··· Provided information
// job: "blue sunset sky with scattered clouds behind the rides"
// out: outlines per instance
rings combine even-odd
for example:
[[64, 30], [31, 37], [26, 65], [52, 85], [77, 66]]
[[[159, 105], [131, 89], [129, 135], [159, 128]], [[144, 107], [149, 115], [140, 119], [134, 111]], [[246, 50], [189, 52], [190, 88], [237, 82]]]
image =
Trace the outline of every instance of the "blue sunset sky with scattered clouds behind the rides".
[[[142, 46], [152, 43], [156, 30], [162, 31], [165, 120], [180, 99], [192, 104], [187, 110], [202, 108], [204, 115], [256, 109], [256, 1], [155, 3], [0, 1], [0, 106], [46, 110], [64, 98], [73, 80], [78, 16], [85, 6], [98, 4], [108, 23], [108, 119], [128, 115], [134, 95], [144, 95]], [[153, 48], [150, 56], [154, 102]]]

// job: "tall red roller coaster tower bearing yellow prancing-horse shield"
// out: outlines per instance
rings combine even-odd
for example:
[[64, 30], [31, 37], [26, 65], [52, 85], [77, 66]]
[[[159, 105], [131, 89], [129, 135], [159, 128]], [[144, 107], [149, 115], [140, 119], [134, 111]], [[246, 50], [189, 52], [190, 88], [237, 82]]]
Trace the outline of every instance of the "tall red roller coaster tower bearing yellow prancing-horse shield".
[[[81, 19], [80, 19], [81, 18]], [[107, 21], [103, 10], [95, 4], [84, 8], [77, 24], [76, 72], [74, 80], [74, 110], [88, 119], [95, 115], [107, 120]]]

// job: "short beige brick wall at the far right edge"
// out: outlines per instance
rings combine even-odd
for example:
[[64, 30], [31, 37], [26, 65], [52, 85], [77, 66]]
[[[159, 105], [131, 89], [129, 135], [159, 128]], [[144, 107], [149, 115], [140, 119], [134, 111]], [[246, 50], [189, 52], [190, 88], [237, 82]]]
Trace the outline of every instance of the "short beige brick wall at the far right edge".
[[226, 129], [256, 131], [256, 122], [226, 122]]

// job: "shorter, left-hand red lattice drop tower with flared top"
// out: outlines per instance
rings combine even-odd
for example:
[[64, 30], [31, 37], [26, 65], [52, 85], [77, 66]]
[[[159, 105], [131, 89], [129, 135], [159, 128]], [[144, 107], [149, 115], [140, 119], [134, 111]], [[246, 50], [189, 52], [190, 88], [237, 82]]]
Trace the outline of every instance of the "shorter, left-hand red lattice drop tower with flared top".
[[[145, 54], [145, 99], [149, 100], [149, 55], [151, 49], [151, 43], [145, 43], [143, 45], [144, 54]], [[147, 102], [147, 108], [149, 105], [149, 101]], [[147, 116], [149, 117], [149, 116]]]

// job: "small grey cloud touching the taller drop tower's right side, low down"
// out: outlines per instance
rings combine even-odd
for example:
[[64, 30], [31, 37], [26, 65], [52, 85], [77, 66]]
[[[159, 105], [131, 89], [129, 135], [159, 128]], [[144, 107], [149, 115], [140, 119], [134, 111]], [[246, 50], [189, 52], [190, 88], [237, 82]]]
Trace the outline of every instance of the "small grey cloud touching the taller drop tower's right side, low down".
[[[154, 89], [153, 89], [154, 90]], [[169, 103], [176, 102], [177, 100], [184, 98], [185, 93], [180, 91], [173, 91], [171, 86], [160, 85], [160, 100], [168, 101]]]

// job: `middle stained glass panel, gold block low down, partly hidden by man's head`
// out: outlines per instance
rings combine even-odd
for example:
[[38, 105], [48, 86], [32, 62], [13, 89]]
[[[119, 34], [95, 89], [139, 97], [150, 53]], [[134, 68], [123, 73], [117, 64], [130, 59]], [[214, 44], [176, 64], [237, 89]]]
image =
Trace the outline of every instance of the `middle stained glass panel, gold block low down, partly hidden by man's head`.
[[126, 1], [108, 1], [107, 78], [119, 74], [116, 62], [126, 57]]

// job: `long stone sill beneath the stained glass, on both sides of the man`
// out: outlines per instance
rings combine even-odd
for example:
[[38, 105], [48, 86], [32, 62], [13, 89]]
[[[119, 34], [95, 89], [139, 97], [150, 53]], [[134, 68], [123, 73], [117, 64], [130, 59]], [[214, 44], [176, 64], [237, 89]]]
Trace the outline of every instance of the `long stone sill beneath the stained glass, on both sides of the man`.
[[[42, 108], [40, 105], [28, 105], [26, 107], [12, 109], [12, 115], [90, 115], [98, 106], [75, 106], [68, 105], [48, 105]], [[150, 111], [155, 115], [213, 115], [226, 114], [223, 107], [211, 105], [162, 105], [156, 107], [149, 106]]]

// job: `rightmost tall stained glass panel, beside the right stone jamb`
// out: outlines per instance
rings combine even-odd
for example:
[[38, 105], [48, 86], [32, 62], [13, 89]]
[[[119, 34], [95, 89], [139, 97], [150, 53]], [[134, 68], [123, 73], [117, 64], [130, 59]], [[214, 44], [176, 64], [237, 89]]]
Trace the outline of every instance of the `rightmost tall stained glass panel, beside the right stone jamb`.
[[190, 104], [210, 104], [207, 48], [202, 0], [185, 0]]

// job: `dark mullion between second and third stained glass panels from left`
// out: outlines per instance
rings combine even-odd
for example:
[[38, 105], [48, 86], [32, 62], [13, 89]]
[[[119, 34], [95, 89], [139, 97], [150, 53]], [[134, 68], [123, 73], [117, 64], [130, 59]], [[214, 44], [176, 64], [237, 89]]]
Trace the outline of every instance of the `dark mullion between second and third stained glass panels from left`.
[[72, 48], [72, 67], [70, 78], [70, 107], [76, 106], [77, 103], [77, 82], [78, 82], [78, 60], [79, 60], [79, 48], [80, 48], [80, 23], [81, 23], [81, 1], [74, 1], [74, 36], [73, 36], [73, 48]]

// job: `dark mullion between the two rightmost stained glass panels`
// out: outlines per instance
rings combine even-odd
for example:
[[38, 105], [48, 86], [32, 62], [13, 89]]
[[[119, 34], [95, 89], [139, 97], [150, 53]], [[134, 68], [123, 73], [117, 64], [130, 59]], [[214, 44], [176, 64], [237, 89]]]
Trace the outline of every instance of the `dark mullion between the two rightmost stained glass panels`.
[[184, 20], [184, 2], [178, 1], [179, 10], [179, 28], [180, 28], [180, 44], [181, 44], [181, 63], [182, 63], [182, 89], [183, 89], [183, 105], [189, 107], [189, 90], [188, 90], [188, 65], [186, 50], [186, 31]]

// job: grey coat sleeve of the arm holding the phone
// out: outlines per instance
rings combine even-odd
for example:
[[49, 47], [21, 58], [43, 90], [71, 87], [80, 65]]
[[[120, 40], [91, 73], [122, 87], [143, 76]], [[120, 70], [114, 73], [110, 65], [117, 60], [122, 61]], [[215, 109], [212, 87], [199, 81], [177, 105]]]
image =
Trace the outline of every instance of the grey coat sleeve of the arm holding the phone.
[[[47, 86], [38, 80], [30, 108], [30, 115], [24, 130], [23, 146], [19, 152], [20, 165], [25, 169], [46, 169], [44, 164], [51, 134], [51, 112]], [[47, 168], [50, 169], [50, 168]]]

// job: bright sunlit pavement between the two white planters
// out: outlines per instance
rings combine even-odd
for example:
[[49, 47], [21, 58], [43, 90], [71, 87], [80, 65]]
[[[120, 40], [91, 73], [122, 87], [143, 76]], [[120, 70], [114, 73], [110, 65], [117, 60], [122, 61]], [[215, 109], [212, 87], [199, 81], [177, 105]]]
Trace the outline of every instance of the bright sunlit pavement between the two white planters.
······
◆ **Work instruction**: Go through the records above and, whenever a line includes the word "pavement", copy it.

◆ **Exercise solution**:
// job: bright sunlit pavement between the two white planters
Trace the outline of every instance of the bright sunlit pavement between the two white planters.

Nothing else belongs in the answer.